(Segmentation data)
━━━━━━━━━━━━━━━━━━━━
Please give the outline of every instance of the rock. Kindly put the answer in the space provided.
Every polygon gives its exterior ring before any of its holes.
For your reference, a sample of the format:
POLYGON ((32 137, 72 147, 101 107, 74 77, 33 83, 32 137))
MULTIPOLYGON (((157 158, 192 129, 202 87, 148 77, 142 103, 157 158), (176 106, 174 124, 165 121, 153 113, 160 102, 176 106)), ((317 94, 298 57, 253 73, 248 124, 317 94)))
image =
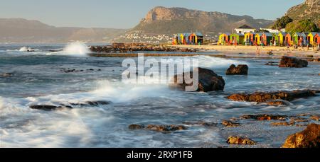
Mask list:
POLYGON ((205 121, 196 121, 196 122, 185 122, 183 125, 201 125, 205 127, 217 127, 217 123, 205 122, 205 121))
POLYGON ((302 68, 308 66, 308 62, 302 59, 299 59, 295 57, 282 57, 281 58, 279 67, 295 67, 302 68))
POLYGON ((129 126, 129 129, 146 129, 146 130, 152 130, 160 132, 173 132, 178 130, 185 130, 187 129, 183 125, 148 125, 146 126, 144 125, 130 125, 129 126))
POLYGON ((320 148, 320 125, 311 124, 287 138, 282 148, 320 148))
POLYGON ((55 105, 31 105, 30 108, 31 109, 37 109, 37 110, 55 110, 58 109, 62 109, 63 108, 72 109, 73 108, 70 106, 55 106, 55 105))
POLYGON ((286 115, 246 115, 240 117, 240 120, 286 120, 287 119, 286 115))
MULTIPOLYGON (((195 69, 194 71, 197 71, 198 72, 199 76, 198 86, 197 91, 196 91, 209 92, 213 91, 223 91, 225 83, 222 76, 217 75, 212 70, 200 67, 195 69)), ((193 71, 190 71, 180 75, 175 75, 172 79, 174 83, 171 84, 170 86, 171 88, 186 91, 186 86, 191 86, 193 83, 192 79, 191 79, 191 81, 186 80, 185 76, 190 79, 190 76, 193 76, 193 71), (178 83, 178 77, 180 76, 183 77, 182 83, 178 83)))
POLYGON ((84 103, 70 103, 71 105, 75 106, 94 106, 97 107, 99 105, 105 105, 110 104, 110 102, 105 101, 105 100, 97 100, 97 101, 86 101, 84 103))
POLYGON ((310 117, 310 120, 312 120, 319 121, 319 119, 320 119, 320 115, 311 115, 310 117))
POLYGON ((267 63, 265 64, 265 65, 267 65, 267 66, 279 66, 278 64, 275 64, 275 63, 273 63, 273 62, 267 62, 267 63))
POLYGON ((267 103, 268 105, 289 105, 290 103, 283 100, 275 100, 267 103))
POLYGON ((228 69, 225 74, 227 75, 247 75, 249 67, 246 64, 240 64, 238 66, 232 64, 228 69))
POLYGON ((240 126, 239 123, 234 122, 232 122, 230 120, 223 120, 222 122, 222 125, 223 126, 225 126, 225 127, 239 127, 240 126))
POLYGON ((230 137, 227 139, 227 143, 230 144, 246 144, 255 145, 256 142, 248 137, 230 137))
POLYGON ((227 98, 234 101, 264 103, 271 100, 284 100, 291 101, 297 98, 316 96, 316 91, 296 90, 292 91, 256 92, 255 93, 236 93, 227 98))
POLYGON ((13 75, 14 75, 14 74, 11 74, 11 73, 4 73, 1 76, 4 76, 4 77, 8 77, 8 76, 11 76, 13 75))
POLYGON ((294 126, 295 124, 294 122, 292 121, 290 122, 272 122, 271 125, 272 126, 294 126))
━━━━━━━━━━━━━━━━━━━━
Goal ->
Omit every picture, then repeat the remaining data exactly as it appears above.

Result ->
Please give the outline of every instance of the rock. Kindly put the answer in the space provided.
Every polygon gives its exterior ring before any of its holes.
For your reference, a sample of the format:
POLYGON ((32 137, 72 147, 101 107, 74 77, 33 83, 32 137))
MULTIPOLYGON (((157 158, 192 129, 202 87, 148 77, 142 103, 157 158), (176 106, 174 124, 165 121, 153 113, 160 102, 176 106)), ((317 94, 298 57, 253 73, 248 124, 317 94)))
image =
Mask list:
POLYGON ((205 121, 196 121, 196 122, 185 122, 183 125, 201 125, 205 127, 217 127, 217 123, 205 122, 205 121))
POLYGON ((302 68, 308 66, 308 62, 302 59, 299 59, 295 57, 282 57, 281 58, 279 67, 295 67, 302 68))
POLYGON ((129 126, 129 129, 146 129, 146 130, 152 130, 160 132, 173 132, 178 130, 185 130, 187 129, 183 125, 148 125, 146 126, 144 125, 130 125, 129 126))
POLYGON ((320 148, 320 125, 311 124, 287 138, 282 148, 320 148))
POLYGON ((55 105, 31 105, 30 108, 31 109, 37 109, 37 110, 55 110, 58 109, 62 109, 63 108, 72 109, 73 108, 70 106, 55 106, 55 105))
POLYGON ((286 115, 246 115, 240 117, 240 120, 286 120, 287 119, 286 115))
MULTIPOLYGON (((195 69, 194 71, 197 71, 198 72, 199 76, 198 86, 197 91, 196 91, 209 92, 213 91, 223 91, 225 83, 222 76, 217 75, 212 70, 200 67, 195 69)), ((193 71, 190 71, 180 75, 175 75, 172 79, 174 83, 171 84, 170 86, 171 88, 186 91, 186 86, 191 86, 193 83, 192 79, 191 79, 191 81, 186 80, 185 76, 190 79, 190 76, 193 76, 193 71), (178 83, 178 77, 180 76, 183 77, 182 83, 178 83)))
POLYGON ((84 103, 70 103, 71 105, 75 106, 94 106, 97 107, 99 105, 105 105, 110 104, 110 102, 105 101, 105 100, 97 100, 97 101, 86 101, 84 103))
POLYGON ((310 117, 310 120, 312 120, 319 121, 319 119, 320 119, 320 115, 311 115, 310 117))
POLYGON ((267 63, 265 64, 265 65, 267 65, 267 66, 279 66, 278 64, 275 64, 275 63, 273 63, 273 62, 267 62, 267 63))
POLYGON ((267 103, 268 105, 289 105, 290 103, 283 100, 275 100, 267 103))
POLYGON ((228 69, 225 74, 227 75, 247 75, 249 67, 246 64, 240 64, 238 66, 232 64, 228 69))
POLYGON ((240 126, 239 123, 234 122, 232 122, 230 120, 223 120, 222 122, 222 125, 223 126, 225 126, 225 127, 239 127, 240 126))
POLYGON ((230 137, 227 139, 227 143, 230 144, 246 144, 255 145, 256 142, 248 137, 230 137))
POLYGON ((227 98, 234 101, 264 103, 271 100, 284 100, 291 101, 297 98, 316 96, 316 91, 296 90, 292 91, 256 92, 255 93, 236 93, 227 98))
POLYGON ((13 75, 14 75, 14 74, 11 74, 11 73, 4 73, 1 76, 4 76, 4 77, 8 77, 8 76, 11 76, 13 75))
POLYGON ((294 126, 295 124, 294 122, 292 121, 290 122, 272 122, 271 125, 272 126, 294 126))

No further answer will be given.